- **WHAT YOU ARE ASKED TO DO**
The required output is the line containing "provide the segmentation of black" through the final line of the material below, printed exactly, with no other lines.

- **DATA PROVIDED**

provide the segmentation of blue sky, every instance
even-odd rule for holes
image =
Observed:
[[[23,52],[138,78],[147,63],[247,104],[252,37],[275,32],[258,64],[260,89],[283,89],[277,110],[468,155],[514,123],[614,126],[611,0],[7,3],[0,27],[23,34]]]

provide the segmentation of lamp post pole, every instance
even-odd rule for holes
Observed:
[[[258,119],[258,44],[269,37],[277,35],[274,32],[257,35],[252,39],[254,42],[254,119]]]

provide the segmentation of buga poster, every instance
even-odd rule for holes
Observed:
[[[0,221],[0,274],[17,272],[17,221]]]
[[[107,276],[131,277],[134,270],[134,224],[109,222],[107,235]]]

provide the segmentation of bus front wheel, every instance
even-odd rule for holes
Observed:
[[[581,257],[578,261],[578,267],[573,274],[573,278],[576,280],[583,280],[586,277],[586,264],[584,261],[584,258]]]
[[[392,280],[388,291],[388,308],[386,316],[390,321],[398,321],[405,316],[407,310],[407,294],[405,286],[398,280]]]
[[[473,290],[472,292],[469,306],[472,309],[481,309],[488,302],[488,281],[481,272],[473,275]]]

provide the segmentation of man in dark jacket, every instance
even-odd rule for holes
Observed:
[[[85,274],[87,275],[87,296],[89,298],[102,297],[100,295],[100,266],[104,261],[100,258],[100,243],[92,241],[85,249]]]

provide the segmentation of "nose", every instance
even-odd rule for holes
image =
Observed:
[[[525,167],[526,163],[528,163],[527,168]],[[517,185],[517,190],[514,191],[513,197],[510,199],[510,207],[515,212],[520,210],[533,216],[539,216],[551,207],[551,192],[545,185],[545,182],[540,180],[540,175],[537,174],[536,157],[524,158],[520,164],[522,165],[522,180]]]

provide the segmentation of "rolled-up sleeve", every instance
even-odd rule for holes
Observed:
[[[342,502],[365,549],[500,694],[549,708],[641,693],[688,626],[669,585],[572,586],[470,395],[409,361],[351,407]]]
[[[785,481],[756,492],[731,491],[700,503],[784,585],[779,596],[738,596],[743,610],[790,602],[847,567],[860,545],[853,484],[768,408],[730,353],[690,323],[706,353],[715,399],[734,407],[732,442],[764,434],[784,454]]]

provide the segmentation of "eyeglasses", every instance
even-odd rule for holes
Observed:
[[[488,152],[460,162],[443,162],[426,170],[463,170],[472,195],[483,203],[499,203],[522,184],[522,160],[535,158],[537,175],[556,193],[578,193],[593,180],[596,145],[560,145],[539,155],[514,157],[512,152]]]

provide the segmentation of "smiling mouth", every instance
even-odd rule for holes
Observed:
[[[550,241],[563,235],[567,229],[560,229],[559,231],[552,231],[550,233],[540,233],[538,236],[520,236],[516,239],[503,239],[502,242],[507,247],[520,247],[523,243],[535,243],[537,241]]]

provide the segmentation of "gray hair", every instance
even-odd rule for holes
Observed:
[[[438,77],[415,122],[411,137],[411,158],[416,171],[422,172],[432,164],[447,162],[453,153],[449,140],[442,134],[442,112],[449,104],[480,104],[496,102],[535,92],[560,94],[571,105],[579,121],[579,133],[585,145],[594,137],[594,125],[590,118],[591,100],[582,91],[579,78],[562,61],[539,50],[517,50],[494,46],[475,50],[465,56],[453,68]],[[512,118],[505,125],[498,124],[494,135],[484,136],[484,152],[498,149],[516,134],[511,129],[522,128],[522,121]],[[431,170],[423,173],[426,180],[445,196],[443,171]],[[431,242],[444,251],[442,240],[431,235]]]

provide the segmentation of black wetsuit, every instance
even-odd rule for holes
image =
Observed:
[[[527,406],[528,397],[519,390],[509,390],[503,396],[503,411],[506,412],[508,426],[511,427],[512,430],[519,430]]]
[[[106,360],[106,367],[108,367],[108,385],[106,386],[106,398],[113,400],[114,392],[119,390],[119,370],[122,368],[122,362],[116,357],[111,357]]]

- **RESULT OF THIS EXERCISE**
provide the segmentation of black wetsuit, every instance
even-odd rule for holes
image =
Observed:
[[[527,406],[528,397],[519,390],[509,390],[503,396],[503,411],[506,412],[508,426],[511,427],[512,430],[519,430]]]
[[[106,360],[106,367],[108,367],[108,385],[106,386],[106,398],[113,400],[114,392],[119,390],[119,370],[122,368],[122,362],[116,357],[111,357]]]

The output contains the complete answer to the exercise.